** start of Text to read **

All other shares included in the aforementioned 2,478,293 shares of NYRT
beneficially owned by Bulldog Investors LLC (solely by virtue of its power
to sell or direct the vote of these shares) are also beneficially owned by
clients of Bulldog Investors, LLC who are not members of any group. The
total number of these "non-group" shares is 1,262,115 (representing 0.76%
of NYRT's outstanding shares).

(b)Bulldog Investors,LLC has sole power to dispose of and vote 1,216,178 shares.
Bulldog Investors, LLC has shared power to dispose of and vote 1,262,115 shares.
Certain of Bulldog Investors, LLC's clients (none of whom beneficially own more
than 5% of NYRT's shares) share this power with Bulldog Investors, LLC.  Messrs.
Goldstein, Dakos and Samuels are control persons of Bulldog Investors, LLC.


c) During the past 60 days the following shares of NYRT were purchased:

Date:		        Shares:		Price:
08/05/16		57,347		10.0452
08/08/16		59,432		10.0423
08/09/16		50,000		9.9978
08/10/16		8,200		10.0279
08/11/16		50,000		9.9833
08/12/16		54,219		9.9701
08/15/16		13,736		9.9795
08/16/16		25,000		9.9169
08/17/16		25,000		9.8591
08/19/16		6,600		9.9770
08/22/16		20,000		9.8711
08/23/16		19,907		9.7893
08/31/16		11,000		9.6290
09/01/16		25,000		9.5919
09/02/16		51,000		9.6548
09/06/16		38,000		9.5510
09/07/16		22,600		9.5993
09/08/16		50,000		9.5655
09/09/16		25,000		9.3283



d) Clients of Bulldog Investors, LLC are entitled to receive any dividends or
sales proceeds.

e) N/A

ITEM 6. CONTRACTS,ARRANGEMENTS,UNDERSTANDINGS OR RELATIONSHIPS
WITH RESPECT TO SECURITIES OF THE ISSUER.
N/A


ITEM 7. MATERIAL TO BE FILED AS EXHIBITS
Exhibit 1 & Exhibit A


After reasonable inquiry and to the best of my knowledge
and belief, I certify that the information set forth in this
statement is true, complete and correct.

Dated: 10/07/16

By: /S/ Phillip Goldstein
Name:   Phillip Goldstein

By: /S/ Andrew Dakos
Name:   Andrew Dakos


By: /S/ Steven Samuels
Name:   Steven Samuels

Bulldog Investors, LLC
By: /s/ Andrew Dakos
Andrew Dakos, Member

Footnote 1: The reporting persons disclaim beneficial ownership except
to the extent of any pecuniary interest therein.

Exhibit 1:

Agreement to Make Joint Filing

	Agreement made as of the 7th day of October, 2016, by and among
Bulldog Investors, LLC, Phillip Goldstein, Andrew Dakos, and Steven Samuels.

** end of Text to read **

Tasks and exercises:
1/ Answer these from the Bulldog Investors filing, each in a few words:
(a) How many shares does Bulldog Investors, LLC have sole power to dispose of and vote?
(b) On what date were 8,200 shares of NYRT purchased?
(c) Who is entitled to receive any dividends or sales proceeds?
2/ Resume the Bulldog Investors filing after its final sentence, carrying on the joint filing agreement in the same style.

** start of Extracted records **

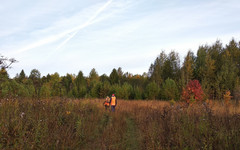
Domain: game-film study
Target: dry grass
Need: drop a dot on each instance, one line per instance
(85, 124)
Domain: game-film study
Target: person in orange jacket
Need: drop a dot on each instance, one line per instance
(106, 103)
(113, 102)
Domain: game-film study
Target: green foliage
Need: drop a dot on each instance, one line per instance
(170, 90)
(114, 77)
(152, 91)
(215, 67)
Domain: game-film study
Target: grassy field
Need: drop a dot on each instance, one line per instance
(85, 124)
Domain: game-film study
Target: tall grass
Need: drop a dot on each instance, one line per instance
(85, 124)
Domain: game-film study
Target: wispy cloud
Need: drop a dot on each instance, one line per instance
(72, 32)
(89, 22)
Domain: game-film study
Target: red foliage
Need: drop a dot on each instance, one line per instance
(193, 91)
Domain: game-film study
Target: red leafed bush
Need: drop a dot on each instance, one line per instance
(193, 91)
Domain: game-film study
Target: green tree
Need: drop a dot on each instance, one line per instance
(151, 91)
(170, 90)
(188, 68)
(114, 77)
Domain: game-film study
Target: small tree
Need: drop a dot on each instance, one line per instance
(192, 92)
(170, 90)
(151, 91)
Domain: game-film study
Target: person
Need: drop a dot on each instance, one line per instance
(113, 102)
(106, 103)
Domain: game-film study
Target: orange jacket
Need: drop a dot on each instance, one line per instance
(113, 101)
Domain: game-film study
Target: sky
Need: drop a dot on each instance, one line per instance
(68, 36)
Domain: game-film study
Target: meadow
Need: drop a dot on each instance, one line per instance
(85, 124)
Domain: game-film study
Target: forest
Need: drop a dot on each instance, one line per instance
(216, 67)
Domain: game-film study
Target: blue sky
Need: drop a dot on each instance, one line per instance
(67, 36)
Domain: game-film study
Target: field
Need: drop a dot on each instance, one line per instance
(85, 124)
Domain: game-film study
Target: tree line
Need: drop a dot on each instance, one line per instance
(216, 67)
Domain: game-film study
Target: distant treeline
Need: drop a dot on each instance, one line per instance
(216, 67)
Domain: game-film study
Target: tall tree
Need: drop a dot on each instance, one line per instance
(114, 77)
(188, 67)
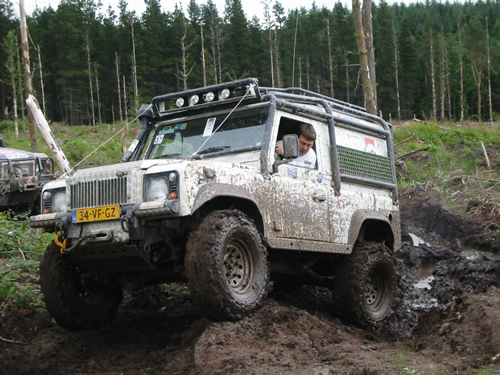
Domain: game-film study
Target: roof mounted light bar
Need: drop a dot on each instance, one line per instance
(206, 96)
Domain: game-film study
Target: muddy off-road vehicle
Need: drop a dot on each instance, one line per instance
(22, 177)
(202, 196)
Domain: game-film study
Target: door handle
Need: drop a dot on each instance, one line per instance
(319, 198)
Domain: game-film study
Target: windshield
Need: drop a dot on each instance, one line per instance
(241, 131)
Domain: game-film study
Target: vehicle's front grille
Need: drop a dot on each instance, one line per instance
(102, 192)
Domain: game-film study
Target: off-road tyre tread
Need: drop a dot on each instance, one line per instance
(207, 283)
(349, 283)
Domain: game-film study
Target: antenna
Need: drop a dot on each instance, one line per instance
(294, 47)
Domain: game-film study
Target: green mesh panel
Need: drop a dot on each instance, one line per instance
(364, 164)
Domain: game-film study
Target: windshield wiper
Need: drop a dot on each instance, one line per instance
(167, 156)
(213, 149)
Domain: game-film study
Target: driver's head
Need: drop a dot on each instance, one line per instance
(306, 138)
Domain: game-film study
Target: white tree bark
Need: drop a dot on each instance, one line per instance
(44, 127)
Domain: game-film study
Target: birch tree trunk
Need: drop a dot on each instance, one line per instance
(330, 57)
(27, 73)
(203, 62)
(126, 132)
(442, 87)
(98, 94)
(44, 127)
(488, 60)
(134, 72)
(433, 77)
(368, 90)
(42, 86)
(91, 87)
(370, 48)
(396, 70)
(461, 58)
(119, 91)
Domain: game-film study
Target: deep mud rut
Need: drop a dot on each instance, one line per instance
(447, 320)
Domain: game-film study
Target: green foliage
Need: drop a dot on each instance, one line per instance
(455, 156)
(234, 46)
(20, 252)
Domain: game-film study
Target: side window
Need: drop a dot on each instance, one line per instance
(307, 145)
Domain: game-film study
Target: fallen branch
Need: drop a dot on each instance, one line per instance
(413, 152)
(486, 156)
(12, 341)
(400, 143)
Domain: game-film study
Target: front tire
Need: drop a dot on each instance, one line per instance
(226, 265)
(75, 299)
(365, 285)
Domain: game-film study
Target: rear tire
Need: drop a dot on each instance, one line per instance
(75, 299)
(365, 285)
(226, 265)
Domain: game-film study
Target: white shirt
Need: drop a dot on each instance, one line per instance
(307, 160)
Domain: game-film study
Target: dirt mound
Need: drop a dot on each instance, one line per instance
(427, 213)
(446, 321)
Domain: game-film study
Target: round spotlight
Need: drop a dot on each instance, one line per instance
(208, 97)
(225, 93)
(179, 102)
(194, 100)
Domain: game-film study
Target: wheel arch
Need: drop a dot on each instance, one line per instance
(367, 225)
(221, 196)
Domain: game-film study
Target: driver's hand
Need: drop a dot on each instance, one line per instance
(279, 150)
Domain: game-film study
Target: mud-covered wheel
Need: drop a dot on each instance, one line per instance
(365, 285)
(226, 265)
(75, 299)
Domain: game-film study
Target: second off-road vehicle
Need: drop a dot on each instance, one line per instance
(22, 177)
(202, 196)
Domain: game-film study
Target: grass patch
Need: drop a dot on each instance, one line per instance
(21, 249)
(454, 159)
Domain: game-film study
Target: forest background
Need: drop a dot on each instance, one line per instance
(434, 60)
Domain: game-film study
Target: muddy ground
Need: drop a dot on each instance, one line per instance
(447, 320)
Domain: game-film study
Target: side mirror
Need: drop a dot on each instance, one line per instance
(290, 146)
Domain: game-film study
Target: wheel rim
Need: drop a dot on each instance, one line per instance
(238, 266)
(375, 291)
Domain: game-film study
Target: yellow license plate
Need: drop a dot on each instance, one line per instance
(85, 215)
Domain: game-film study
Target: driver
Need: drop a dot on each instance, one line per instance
(307, 156)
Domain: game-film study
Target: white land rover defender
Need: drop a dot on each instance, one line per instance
(202, 196)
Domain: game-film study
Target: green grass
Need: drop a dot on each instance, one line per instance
(455, 159)
(19, 259)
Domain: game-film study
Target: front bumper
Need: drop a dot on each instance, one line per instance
(61, 221)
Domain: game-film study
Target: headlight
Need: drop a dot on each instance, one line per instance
(54, 201)
(157, 189)
(160, 186)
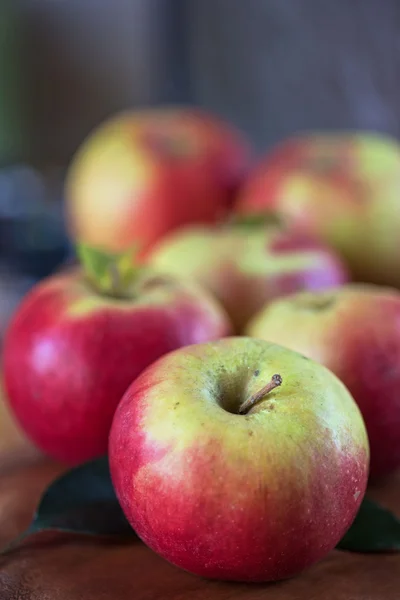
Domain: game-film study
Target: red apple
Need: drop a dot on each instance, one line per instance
(355, 332)
(342, 188)
(245, 267)
(229, 478)
(146, 172)
(70, 353)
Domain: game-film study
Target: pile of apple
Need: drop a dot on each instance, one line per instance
(226, 337)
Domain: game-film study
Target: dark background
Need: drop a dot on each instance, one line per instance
(271, 66)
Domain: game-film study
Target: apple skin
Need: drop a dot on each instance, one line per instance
(70, 354)
(355, 332)
(256, 497)
(143, 173)
(342, 188)
(247, 267)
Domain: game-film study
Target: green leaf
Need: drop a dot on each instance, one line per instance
(83, 501)
(111, 274)
(252, 220)
(375, 529)
(80, 501)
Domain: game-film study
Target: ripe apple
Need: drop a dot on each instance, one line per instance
(143, 173)
(355, 332)
(246, 267)
(342, 188)
(70, 353)
(239, 459)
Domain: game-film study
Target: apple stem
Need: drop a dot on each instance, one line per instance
(276, 381)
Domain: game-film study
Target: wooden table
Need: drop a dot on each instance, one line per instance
(65, 567)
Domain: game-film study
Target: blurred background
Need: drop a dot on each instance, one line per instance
(273, 68)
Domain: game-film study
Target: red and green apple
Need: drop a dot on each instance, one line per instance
(245, 266)
(70, 352)
(355, 332)
(239, 459)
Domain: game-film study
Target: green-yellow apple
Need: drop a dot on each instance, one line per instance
(355, 332)
(239, 459)
(343, 188)
(143, 173)
(70, 352)
(246, 266)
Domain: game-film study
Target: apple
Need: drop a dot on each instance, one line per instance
(143, 173)
(244, 267)
(70, 353)
(355, 332)
(239, 459)
(342, 188)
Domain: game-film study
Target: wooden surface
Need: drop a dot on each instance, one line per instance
(65, 567)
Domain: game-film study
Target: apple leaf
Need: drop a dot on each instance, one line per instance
(111, 274)
(80, 501)
(375, 529)
(252, 220)
(83, 501)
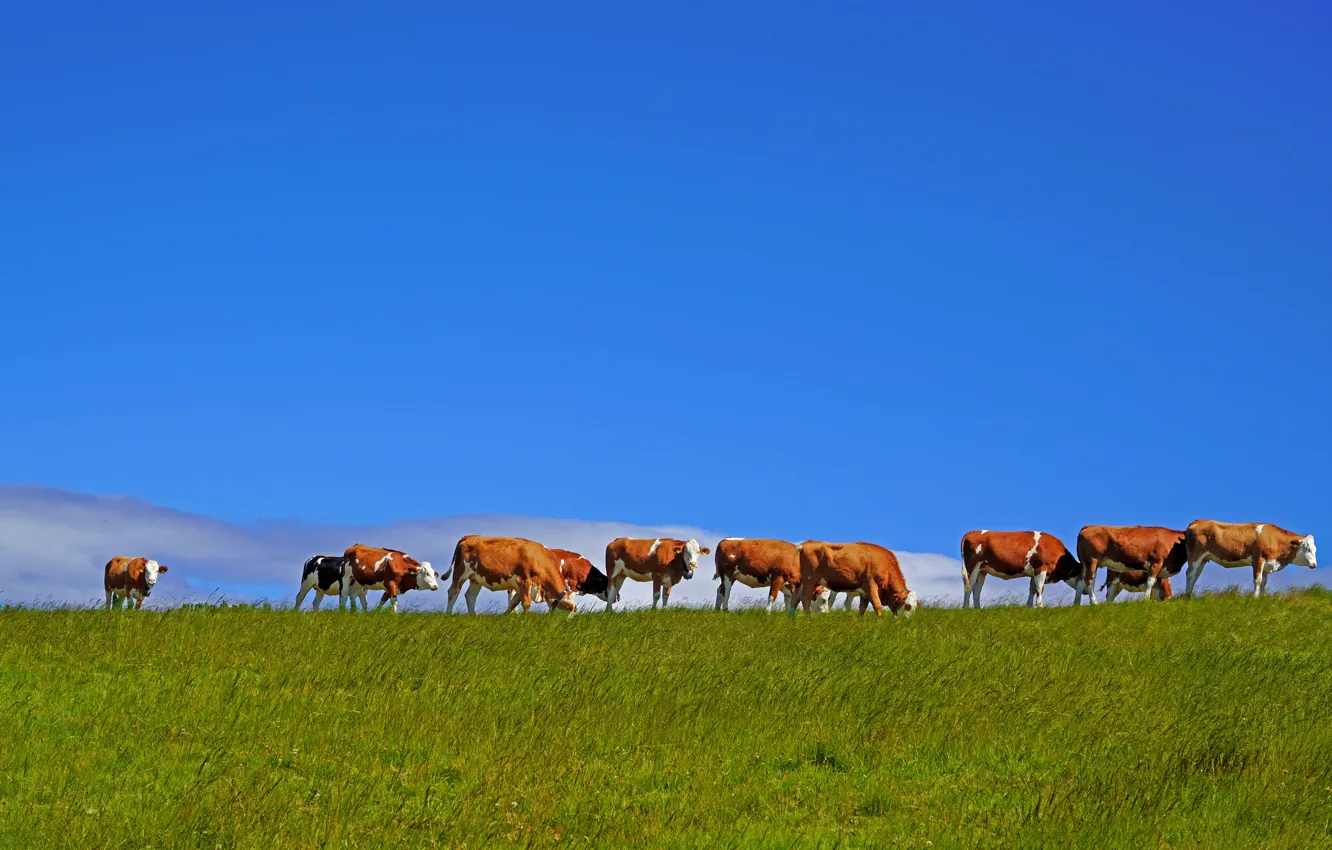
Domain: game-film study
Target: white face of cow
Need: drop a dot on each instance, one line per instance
(911, 604)
(1307, 554)
(151, 570)
(426, 577)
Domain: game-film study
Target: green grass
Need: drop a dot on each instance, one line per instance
(1190, 724)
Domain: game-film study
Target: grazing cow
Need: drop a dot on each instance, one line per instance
(129, 578)
(509, 564)
(1130, 548)
(388, 570)
(662, 561)
(855, 566)
(1014, 554)
(325, 574)
(773, 564)
(581, 576)
(1260, 545)
(1134, 581)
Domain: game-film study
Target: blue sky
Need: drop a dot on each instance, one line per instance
(775, 269)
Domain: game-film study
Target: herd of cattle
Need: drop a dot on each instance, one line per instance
(810, 574)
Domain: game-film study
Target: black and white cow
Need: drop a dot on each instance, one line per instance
(325, 574)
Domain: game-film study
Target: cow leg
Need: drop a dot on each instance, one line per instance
(612, 585)
(513, 601)
(1038, 585)
(978, 581)
(874, 600)
(1154, 570)
(1090, 570)
(1195, 572)
(307, 585)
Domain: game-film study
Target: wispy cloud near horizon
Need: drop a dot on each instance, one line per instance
(55, 542)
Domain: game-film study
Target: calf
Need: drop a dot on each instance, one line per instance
(773, 564)
(509, 564)
(1119, 548)
(325, 574)
(385, 569)
(1260, 545)
(855, 566)
(662, 561)
(129, 578)
(1014, 554)
(1134, 581)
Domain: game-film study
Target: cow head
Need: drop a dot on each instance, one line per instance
(1304, 553)
(596, 585)
(425, 577)
(687, 554)
(151, 570)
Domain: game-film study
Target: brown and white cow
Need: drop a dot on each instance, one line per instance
(662, 561)
(773, 564)
(580, 574)
(509, 564)
(1119, 548)
(855, 566)
(1014, 554)
(385, 569)
(1260, 545)
(1134, 581)
(129, 578)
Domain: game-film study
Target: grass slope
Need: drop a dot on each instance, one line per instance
(1194, 724)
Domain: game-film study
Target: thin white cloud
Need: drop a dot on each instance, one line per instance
(55, 542)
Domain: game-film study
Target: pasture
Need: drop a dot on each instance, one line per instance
(1190, 724)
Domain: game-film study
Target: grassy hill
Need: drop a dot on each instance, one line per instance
(1202, 724)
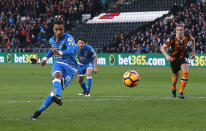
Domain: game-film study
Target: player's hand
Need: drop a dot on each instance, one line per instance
(55, 51)
(192, 55)
(43, 62)
(95, 70)
(170, 59)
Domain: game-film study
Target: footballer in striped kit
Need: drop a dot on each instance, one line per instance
(131, 78)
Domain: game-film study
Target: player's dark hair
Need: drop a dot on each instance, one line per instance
(58, 22)
(82, 39)
(179, 25)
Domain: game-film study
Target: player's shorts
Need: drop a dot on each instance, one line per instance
(83, 68)
(66, 70)
(175, 65)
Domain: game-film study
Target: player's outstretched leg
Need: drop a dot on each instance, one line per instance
(89, 84)
(83, 86)
(48, 101)
(174, 83)
(183, 84)
(57, 89)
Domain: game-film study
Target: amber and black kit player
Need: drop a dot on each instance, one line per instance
(178, 58)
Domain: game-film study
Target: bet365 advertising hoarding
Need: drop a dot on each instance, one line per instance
(107, 59)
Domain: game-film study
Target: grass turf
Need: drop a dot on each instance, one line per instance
(111, 107)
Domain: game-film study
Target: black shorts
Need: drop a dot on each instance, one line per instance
(175, 65)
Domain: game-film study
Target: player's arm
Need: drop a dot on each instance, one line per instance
(48, 55)
(70, 43)
(193, 47)
(95, 60)
(95, 64)
(164, 51)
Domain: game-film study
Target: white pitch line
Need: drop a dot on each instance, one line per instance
(104, 99)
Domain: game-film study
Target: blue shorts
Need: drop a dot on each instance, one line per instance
(67, 71)
(83, 68)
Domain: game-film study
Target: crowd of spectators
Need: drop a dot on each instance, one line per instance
(28, 23)
(150, 40)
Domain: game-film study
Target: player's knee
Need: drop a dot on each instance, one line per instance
(58, 75)
(80, 80)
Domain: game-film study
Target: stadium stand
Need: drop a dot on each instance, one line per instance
(148, 38)
(128, 26)
(26, 24)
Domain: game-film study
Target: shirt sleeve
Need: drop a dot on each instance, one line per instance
(49, 54)
(168, 42)
(93, 52)
(70, 43)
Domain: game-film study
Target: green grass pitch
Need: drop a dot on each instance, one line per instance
(111, 107)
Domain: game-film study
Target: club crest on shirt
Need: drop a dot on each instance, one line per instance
(60, 44)
(85, 53)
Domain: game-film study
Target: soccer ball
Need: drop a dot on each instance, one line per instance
(131, 78)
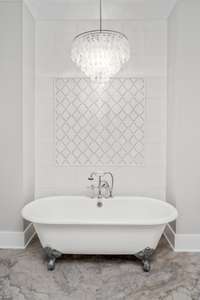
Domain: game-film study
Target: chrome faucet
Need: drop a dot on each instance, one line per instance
(103, 184)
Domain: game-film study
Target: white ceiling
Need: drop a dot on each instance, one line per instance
(112, 9)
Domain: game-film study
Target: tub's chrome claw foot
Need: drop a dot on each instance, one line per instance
(52, 255)
(145, 256)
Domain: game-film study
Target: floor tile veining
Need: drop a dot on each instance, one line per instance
(24, 276)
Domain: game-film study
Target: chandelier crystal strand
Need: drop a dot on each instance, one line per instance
(100, 53)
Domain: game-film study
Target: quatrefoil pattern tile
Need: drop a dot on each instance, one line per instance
(99, 126)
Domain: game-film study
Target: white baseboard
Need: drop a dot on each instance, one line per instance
(15, 239)
(182, 242)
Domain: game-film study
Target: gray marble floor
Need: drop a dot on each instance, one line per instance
(24, 276)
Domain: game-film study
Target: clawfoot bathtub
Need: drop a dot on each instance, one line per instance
(80, 225)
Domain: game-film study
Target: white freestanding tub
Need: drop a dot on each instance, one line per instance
(77, 225)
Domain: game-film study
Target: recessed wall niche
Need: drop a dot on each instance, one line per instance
(99, 125)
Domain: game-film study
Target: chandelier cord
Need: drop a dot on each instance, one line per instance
(100, 16)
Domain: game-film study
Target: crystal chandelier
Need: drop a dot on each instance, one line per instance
(100, 53)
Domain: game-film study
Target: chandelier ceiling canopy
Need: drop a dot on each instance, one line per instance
(100, 53)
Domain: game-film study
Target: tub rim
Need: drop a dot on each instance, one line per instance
(140, 222)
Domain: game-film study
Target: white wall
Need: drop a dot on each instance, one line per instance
(10, 115)
(148, 59)
(16, 113)
(183, 159)
(28, 105)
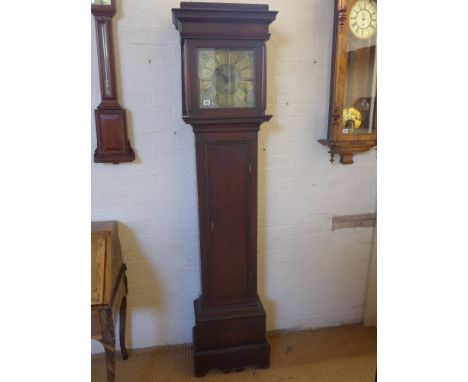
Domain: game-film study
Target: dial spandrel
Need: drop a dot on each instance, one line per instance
(226, 78)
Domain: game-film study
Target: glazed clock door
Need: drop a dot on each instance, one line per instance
(359, 115)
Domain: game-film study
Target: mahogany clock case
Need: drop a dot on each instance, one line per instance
(353, 71)
(113, 145)
(230, 322)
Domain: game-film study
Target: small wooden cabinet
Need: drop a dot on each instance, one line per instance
(108, 291)
(224, 99)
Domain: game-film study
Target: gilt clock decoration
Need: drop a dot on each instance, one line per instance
(113, 145)
(224, 99)
(352, 125)
(226, 77)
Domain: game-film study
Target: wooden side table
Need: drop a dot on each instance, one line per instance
(108, 291)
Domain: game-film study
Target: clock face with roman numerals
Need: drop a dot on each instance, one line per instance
(226, 78)
(363, 19)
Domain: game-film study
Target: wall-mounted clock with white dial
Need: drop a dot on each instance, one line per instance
(363, 19)
(352, 124)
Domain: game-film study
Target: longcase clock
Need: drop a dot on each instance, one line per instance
(352, 126)
(224, 91)
(113, 145)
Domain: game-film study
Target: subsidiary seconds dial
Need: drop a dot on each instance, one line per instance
(363, 19)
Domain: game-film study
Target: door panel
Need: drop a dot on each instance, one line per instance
(227, 171)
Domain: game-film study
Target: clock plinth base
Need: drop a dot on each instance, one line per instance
(230, 338)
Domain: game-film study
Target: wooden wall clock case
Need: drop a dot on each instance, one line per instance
(113, 145)
(224, 98)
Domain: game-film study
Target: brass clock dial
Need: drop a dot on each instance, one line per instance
(363, 19)
(226, 78)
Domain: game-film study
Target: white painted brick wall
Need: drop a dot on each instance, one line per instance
(308, 276)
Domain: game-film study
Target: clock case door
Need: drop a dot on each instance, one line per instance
(339, 142)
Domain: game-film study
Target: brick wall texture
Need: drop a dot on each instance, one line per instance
(308, 275)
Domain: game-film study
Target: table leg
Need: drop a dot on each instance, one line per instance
(123, 320)
(108, 340)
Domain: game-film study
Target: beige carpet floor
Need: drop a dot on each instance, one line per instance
(346, 353)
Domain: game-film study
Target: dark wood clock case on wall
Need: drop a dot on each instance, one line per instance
(352, 124)
(113, 145)
(230, 321)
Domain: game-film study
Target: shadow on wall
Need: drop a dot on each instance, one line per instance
(266, 130)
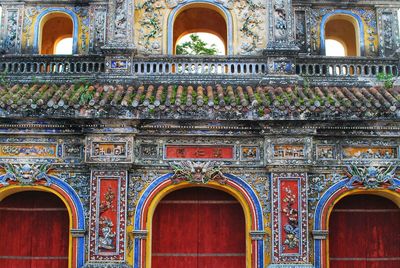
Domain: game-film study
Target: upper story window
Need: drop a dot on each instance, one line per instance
(334, 48)
(342, 36)
(56, 31)
(63, 46)
(200, 22)
(200, 44)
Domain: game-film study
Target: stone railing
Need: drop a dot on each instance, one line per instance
(230, 69)
(346, 66)
(49, 64)
(178, 65)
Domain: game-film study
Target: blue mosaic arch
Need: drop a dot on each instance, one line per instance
(75, 24)
(172, 15)
(80, 214)
(246, 187)
(342, 12)
(319, 215)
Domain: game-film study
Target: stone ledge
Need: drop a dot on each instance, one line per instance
(289, 265)
(106, 265)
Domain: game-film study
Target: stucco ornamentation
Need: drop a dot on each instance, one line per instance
(197, 172)
(26, 174)
(372, 177)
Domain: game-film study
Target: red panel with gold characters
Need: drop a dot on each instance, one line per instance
(199, 152)
(107, 221)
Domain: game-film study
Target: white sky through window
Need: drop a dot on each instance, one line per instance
(334, 48)
(209, 39)
(64, 47)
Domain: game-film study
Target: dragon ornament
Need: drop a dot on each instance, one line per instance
(197, 172)
(372, 177)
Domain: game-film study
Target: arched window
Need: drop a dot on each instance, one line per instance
(63, 46)
(208, 21)
(334, 48)
(56, 32)
(200, 44)
(342, 37)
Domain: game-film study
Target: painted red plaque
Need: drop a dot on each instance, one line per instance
(198, 152)
(289, 216)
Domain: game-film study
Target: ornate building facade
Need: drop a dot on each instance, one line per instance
(124, 154)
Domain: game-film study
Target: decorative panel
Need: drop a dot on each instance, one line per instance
(289, 151)
(366, 152)
(199, 152)
(289, 218)
(12, 40)
(249, 153)
(325, 152)
(108, 216)
(98, 27)
(41, 150)
(301, 29)
(114, 149)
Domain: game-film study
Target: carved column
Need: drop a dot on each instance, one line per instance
(388, 31)
(119, 47)
(11, 28)
(280, 30)
(281, 47)
(98, 27)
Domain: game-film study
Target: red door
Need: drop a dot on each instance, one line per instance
(364, 232)
(198, 228)
(33, 231)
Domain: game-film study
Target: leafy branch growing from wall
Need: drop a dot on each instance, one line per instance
(387, 79)
(150, 23)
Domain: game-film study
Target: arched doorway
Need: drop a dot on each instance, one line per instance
(364, 231)
(198, 227)
(189, 19)
(341, 32)
(34, 230)
(56, 27)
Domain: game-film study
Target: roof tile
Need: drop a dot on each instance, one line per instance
(264, 101)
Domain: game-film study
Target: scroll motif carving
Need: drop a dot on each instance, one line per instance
(197, 172)
(107, 218)
(12, 39)
(372, 177)
(26, 174)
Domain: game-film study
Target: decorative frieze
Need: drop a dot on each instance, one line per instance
(108, 216)
(320, 234)
(111, 149)
(26, 174)
(12, 29)
(289, 218)
(388, 28)
(367, 152)
(372, 177)
(197, 172)
(199, 152)
(98, 27)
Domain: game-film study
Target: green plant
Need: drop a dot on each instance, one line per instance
(387, 79)
(4, 81)
(195, 46)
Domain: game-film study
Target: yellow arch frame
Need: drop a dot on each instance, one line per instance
(12, 189)
(48, 17)
(391, 195)
(226, 188)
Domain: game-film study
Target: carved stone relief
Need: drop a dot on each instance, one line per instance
(12, 34)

** end of Extracted records **

Answers per task:
1/
(a) 1,216,178 shares
(b) 08/10/16
(c) Clients of Bulldog Investors, LLC

2/
WHEREAS, Rule 13d-1(k)(1) under the Securities Exchange Act of 1934 provides
that whenever two or more persons are required to file a statement containing
the information required by Schedule 13D with respect to the same securities,
only one such statement need be filed, so long as, among other things, such
filing includes as an exhibit an agreement among such persons that such a
statement is filed on behalf of each of them;

WHEREAS, in connection with certain holdings of New York Reit Inc. (NYRT),
each of the parties to this Agreement is required to file a statement
containing the information required by Schedule 13D with respect
to the same holdings of NYRT;

NOW THEREFORE, the parties hereby agree that one statement containing the
information required by Schedule 13D shall be filed on behalf of each party
hereto.

IN WITNESS WHEREOF, this Agreement has been duly executed by the parties
hereto as of the day and year first written above.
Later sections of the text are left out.